=== Blocco di testo ===
Allenatore vincente. Nel 2009, a 41 anni, il debutto sulla panchina della Juve Stabia, scelto dall’amico direttore sportivo Gigi Pavarese, e la promozione in Prima divisione. Nella scorsa estate il salto con l’Avellino in serie B. «E ricorderei anche la salvezza con il Portogruaro: eravamo in una brutta situazione di classifica e sfiorammo i playoff», dice Massimo Rastelli. È al primo anno da tecnico tra i cadetti e il suo Avellino sorprende. Occupa la terza piazza e ha riproposto la “legge del Partenio”, quella che nei campionati di serie A degli anni Ottanta impediva anche agli squadroni di raccogliere punti in quello stadio, che è ora dedicato ad Adriano Lombardi, il mitico capitano stroncato dalla Sla.

Avellino in zona promozione: sorpreso dai suoi giocatori?
«Mi auguravo che cominciassimo così. All’inizio della stagione ero curioso di verificare l’impatto della squadra, praticamente formata dai calciatori che avevano vinto il campionato di Prima divisione, con la serie B: ho capito che possono fare questa categoria».
E possono vincere il campionato?
«Io dico che dobbiamo pensare alla salvezza. Scaramanzia? Sono realista. Lavoriamo con grande impegno per essere perfetti in partita, ma la nostra dimensione è un’altra. La società è seria con risorse economiche non illimitate. Il direttore sportivo De Vito è bravo perché riesce a trovare giocatori sconosciuti, che sotto l’aspetto economico non pesano sulle casse societarie e che sotto l’aspetto tecnico sono utili».
Ha un segreto l’Avellino?
«Alleno calciatori che sono anzitutto uomini, dotati di grandi motivazioni. E ci sono poi i valori tecnici, evidenziati dalle convocazioni dei nostri ragazzi nelle nazionali: Zappacosta nell’Under 21; Bittante e Izzo nella rappresentativa di categoria. In questo c’è l’occhio lungo del direttore sportivo e il lavoro quotidiano. Questi ragazzi stanno crescendo bene, non dimentichiamo che sono del ’92 e del ’93».
Da ex calciatore ad allenatore dell’Avellino: difficile calarsi in questa realtà?
«No, anzi. Mi ha aiutato il calore con cui sono stato accolto dai tifosi. Loro ricordavano le emozioni che avevo saputo regalare in campo e io avvertivo ancora le sensazioni che mi trasmetteva la gente del Partenio quand’ero giocatore. E sono quelle sensazioni che ho cercato di trasferire alla mia squadra, facendo capire fin dalla scorsa stagione che rappresentiamo l’Irpinia, un territorio grande e ancora legato ad importanti valori. Come i veri irpini dobbiamo combattere in campo. Questo senso di appartenenza è stato colto da tutti, anche da coloro che sono arrivati qui in prestito. Mi auguro che tanti possano ripercorrere la strada che negli anni Ottanta hanno fatto Tacconi, Vignola, De Napoli: partiti da Avellino, hanno vinto scudetti e coppe».
===
→ **Esercizio assegnato a**
Indica se ciascuna affermazione concorda con il testo sull'Avellino, rispondendo sì o no e citando alla lettera le parole che lo decidono. (i) Rastelli ha esordito come allenatore sulla panchina della Juve Stabia nel 2009. (ii) Rastelli afferma che l'obiettivo dell'Avellino è vincere il campionato. (iii) Lo stadio Partenio è oggi dedicato a Tacconi.
Il testo sull'Avellino e i record non hanno alcun legame tra loro.
=== Materiale di lavoro ===
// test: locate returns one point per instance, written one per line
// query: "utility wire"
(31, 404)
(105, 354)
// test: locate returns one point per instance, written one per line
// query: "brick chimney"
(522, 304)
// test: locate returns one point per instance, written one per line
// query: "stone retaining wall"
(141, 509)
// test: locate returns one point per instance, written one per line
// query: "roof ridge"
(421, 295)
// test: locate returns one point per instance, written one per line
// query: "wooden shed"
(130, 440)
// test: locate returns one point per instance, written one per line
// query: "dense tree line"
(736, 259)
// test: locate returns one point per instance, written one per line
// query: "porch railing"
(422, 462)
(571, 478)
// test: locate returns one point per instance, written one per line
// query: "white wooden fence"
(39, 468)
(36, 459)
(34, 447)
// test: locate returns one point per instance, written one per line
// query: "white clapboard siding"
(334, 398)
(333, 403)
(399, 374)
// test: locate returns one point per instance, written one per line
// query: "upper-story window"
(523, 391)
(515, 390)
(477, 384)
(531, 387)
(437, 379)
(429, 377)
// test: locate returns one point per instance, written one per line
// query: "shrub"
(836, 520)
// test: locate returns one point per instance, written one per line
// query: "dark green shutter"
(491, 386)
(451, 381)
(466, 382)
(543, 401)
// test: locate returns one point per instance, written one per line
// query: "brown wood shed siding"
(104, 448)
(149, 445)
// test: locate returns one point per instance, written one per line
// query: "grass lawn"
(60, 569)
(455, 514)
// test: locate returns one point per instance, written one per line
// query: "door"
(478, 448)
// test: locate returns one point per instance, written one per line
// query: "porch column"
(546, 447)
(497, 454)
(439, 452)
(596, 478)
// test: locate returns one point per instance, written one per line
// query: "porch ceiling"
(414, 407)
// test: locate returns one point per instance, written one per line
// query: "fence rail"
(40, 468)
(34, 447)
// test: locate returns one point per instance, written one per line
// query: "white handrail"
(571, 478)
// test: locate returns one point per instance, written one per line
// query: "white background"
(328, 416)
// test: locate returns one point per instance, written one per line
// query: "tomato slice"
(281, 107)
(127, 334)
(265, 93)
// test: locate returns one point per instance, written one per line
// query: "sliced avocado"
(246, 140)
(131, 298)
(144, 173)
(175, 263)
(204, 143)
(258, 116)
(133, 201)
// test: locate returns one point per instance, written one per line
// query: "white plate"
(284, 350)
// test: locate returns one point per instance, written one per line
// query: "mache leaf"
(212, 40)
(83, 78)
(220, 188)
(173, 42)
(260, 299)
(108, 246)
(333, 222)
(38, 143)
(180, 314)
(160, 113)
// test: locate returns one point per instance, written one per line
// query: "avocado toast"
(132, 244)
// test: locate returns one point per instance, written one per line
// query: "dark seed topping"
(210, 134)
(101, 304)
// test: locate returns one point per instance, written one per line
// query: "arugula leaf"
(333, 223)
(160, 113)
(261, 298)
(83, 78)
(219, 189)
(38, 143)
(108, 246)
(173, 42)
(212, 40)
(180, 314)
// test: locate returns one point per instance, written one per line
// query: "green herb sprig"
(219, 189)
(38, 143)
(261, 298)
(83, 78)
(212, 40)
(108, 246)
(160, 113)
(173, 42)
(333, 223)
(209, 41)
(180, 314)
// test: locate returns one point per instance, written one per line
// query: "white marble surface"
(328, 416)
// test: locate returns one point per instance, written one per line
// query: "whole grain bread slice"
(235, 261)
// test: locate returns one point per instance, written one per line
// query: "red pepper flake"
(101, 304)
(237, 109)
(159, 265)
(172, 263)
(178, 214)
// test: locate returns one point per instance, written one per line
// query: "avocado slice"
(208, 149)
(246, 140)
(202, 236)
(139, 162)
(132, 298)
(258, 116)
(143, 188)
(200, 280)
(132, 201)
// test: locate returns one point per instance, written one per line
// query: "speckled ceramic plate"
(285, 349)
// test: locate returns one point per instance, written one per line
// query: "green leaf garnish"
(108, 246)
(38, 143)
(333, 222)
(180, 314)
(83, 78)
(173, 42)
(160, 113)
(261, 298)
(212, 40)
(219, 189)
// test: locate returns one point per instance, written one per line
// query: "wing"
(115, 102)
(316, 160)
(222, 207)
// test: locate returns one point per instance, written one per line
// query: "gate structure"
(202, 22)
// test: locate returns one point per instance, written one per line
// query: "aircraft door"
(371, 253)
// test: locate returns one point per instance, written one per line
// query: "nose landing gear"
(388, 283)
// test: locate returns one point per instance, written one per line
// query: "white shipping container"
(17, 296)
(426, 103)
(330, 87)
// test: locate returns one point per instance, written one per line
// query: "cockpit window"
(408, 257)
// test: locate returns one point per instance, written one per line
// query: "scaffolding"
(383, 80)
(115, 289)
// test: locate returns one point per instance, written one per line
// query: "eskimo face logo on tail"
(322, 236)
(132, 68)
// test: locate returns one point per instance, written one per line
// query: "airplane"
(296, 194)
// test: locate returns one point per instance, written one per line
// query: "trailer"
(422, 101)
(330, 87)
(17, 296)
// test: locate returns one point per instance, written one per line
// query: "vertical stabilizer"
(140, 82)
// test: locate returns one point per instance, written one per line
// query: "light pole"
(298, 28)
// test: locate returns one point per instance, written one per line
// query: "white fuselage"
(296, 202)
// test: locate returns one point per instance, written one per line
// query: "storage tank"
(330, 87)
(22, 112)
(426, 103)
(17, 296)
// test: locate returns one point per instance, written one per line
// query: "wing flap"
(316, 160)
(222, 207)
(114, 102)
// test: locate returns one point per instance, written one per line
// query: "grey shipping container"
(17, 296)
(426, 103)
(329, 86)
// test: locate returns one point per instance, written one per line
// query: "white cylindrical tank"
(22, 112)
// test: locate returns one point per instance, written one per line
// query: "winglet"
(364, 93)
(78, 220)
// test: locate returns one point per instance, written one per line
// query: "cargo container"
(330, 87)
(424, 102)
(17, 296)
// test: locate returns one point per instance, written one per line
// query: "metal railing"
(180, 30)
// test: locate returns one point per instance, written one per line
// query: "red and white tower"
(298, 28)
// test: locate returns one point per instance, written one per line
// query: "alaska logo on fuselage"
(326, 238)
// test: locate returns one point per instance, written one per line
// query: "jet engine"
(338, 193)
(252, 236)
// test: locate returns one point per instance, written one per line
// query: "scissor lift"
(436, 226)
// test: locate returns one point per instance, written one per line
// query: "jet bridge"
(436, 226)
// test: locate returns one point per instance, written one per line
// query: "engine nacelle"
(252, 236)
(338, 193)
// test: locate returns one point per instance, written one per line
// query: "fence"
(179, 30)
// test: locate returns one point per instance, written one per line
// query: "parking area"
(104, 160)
===
→ **Esercizio assegnato b**
Raccogli tutte le righe dei record che contengono la stringa "siding", distinguendo tra maiuscole e minuscole.

→ **Risultato esercizio a**
(i) Sì: «Nel 2009, a 41 anni, il debutto sulla panchina della Juve Stabia».
(ii) No: «Io dico che dobbiamo pensare alla salvezza.»
(iii) No: «che è ora dedicato ad Adriano Lombardi».

→ **Risultato esercizio b**
// query: "white clapboard siding"
// query: "brown wood shed siding"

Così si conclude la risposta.